◆ DATA SUPPLIED
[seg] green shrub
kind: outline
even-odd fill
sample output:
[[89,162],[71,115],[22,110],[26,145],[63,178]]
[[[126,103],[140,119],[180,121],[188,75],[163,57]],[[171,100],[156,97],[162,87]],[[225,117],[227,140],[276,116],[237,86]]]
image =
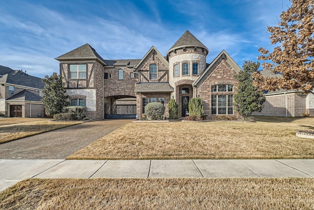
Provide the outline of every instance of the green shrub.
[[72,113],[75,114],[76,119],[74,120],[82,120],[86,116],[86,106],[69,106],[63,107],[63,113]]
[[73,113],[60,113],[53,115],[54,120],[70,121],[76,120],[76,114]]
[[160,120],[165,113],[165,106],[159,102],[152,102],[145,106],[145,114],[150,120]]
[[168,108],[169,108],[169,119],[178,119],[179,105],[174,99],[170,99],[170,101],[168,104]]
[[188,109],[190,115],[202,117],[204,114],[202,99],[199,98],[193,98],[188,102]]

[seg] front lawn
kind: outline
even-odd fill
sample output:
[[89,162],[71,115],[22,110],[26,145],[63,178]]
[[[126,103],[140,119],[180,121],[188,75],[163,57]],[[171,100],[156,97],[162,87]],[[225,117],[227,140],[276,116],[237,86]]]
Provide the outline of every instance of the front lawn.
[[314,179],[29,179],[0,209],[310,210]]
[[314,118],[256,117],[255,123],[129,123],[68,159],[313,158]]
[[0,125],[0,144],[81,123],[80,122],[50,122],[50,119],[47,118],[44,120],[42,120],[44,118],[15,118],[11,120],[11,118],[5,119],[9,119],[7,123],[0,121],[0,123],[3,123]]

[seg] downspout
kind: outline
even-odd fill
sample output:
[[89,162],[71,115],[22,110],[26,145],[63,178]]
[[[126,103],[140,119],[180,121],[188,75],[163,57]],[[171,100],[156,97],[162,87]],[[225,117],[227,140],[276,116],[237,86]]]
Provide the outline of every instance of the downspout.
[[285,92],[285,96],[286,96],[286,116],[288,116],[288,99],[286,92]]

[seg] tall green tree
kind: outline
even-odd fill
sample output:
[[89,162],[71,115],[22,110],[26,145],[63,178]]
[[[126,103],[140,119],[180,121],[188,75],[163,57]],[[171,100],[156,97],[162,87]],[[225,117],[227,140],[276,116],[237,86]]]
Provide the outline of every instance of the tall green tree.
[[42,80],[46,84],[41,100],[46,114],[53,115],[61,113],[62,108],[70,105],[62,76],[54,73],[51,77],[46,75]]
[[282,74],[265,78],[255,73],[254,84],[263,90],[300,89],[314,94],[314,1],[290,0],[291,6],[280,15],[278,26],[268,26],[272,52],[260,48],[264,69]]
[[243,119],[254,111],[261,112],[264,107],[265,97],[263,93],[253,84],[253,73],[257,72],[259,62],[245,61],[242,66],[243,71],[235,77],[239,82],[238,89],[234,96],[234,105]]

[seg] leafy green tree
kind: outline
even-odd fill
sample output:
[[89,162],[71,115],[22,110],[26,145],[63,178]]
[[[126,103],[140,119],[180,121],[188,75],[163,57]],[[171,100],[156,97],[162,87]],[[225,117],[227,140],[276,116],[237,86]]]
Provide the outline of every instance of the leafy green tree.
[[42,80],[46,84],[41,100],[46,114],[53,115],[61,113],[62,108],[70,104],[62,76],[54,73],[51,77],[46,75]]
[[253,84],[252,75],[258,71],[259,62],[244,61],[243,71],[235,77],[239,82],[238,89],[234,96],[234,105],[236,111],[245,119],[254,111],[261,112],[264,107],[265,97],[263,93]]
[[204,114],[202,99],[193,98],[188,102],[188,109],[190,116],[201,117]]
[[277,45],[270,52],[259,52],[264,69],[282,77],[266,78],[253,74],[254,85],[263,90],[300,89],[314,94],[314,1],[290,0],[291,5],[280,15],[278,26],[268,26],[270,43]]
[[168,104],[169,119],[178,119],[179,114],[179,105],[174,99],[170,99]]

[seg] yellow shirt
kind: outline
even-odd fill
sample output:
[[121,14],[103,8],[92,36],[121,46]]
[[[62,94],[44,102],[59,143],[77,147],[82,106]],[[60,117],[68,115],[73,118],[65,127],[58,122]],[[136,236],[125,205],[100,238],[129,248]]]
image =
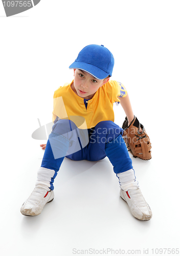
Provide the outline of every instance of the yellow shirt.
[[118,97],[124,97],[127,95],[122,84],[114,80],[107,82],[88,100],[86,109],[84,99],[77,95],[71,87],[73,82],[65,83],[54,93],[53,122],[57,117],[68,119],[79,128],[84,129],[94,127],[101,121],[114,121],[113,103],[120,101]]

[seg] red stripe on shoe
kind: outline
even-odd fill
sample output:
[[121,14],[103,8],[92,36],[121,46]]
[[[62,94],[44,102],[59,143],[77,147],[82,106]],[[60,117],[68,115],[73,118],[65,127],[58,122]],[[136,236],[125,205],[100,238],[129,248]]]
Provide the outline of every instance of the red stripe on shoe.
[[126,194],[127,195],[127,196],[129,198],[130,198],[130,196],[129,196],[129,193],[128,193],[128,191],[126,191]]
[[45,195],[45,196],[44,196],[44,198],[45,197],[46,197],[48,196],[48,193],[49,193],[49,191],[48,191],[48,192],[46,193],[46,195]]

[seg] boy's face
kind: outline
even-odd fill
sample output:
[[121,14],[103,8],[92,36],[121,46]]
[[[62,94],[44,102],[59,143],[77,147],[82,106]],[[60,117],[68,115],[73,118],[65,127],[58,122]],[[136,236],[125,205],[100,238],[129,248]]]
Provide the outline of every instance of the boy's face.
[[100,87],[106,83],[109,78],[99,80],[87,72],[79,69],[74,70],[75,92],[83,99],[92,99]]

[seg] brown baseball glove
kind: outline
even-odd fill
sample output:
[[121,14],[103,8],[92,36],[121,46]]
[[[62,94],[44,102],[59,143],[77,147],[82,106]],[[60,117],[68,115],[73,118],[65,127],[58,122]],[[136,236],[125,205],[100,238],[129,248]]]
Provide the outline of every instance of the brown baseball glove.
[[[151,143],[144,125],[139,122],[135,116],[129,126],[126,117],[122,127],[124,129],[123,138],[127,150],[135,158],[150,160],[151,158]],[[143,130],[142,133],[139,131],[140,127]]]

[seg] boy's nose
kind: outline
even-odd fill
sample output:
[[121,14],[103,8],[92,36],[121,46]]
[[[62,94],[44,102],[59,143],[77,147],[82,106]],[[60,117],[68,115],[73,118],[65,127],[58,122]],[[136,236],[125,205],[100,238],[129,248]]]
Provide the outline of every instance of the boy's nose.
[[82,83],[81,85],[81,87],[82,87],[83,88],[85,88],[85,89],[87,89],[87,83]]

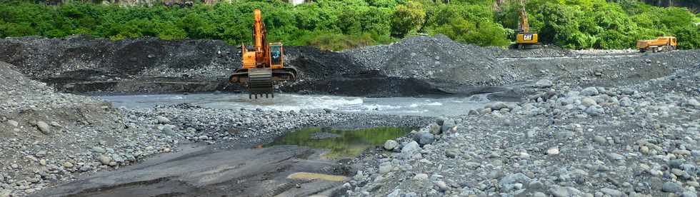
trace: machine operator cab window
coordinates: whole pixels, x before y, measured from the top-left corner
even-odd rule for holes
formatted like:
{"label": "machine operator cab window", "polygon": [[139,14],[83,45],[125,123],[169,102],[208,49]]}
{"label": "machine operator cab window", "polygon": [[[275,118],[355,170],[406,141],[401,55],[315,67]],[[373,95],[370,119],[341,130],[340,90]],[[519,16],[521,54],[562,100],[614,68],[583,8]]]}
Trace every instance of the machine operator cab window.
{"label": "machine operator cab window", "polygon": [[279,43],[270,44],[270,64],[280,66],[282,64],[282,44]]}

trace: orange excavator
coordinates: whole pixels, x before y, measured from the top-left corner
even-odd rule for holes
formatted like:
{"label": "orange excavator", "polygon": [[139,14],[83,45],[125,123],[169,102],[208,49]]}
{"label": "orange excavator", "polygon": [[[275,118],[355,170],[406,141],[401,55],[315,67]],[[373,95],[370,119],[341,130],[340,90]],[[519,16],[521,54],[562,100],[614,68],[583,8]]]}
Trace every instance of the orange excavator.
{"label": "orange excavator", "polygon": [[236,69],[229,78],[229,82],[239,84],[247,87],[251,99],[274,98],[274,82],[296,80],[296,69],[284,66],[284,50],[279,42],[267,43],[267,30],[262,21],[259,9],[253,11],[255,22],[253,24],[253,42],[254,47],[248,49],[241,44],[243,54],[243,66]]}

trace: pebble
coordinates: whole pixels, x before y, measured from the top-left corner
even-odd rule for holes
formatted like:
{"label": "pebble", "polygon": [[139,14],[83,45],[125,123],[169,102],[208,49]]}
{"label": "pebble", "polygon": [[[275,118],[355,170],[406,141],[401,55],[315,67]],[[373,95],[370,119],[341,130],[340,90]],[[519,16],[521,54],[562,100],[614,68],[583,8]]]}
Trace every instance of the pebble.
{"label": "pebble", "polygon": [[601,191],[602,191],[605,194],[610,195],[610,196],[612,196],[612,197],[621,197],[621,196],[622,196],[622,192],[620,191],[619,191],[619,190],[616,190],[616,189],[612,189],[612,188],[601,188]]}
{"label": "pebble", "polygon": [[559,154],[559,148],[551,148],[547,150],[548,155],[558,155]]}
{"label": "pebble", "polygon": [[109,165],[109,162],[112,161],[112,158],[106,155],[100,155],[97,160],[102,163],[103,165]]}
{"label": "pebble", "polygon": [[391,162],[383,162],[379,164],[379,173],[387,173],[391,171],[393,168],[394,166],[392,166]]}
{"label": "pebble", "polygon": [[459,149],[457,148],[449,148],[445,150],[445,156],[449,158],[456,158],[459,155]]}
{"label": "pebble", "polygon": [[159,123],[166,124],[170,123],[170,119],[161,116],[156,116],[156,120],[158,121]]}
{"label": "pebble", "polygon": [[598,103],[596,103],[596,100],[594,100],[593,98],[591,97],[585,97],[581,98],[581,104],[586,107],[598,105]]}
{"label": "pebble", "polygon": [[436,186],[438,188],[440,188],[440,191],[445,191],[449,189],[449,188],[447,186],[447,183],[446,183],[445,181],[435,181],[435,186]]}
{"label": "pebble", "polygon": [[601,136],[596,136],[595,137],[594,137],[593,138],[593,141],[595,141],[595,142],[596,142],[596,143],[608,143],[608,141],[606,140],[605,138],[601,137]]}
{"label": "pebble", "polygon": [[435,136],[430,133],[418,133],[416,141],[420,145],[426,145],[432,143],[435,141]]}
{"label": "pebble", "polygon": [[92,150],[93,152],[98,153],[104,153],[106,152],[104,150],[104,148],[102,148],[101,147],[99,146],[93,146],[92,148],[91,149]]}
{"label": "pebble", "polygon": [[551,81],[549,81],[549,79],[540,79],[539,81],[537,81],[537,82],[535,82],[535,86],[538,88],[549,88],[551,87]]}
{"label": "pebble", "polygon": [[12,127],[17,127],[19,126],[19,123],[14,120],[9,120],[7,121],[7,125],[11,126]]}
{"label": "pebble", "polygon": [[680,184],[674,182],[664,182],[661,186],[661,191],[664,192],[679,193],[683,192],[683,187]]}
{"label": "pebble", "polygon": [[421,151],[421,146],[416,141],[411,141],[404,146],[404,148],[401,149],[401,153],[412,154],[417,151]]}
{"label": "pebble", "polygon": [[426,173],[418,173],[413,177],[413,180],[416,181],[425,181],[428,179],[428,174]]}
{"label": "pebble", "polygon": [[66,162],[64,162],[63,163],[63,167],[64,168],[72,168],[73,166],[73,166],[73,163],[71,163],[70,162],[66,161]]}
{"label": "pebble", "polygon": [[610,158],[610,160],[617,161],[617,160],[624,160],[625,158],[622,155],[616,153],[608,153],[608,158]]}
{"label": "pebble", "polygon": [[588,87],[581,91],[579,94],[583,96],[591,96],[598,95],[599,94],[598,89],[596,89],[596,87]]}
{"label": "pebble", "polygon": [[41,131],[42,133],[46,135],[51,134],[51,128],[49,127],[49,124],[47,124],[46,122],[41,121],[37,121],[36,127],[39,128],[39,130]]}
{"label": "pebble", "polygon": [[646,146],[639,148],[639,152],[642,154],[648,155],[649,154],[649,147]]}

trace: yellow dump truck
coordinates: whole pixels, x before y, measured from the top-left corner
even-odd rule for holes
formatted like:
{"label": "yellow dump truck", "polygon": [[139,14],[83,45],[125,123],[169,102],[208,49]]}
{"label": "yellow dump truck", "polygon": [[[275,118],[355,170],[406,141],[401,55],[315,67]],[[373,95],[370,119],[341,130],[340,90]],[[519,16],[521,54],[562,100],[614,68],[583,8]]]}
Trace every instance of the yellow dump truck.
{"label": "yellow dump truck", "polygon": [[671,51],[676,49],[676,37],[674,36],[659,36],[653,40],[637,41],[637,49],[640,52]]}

◆ PROBLEM TO WORK ON
Copy the material line for line, starting at its very beginning and ending with the line that contains "[[73,113],[60,113],[53,115],[54,120],[70,121],[76,120],[76,114]]". Leave any pictures out of your copy.

◆ CORRECT OUTPUT
[seg] green shrub
kind: outline
even-odd fill
sample output:
[[89,162],[71,115],[22,110],[26,145],[63,178]]
[[[126,103],[140,119],[180,121],[188,75],[163,57]],[[171,100],[156,97],[162,87]],[[225,117],[227,140],[276,116],[237,86]]]
image =
Provide the outline of every instance of the green shrub.
[[72,113],[75,114],[76,119],[74,120],[82,120],[86,116],[86,106],[69,106],[63,107],[63,113]]
[[73,113],[60,113],[53,115],[54,120],[70,121],[76,120],[76,114]]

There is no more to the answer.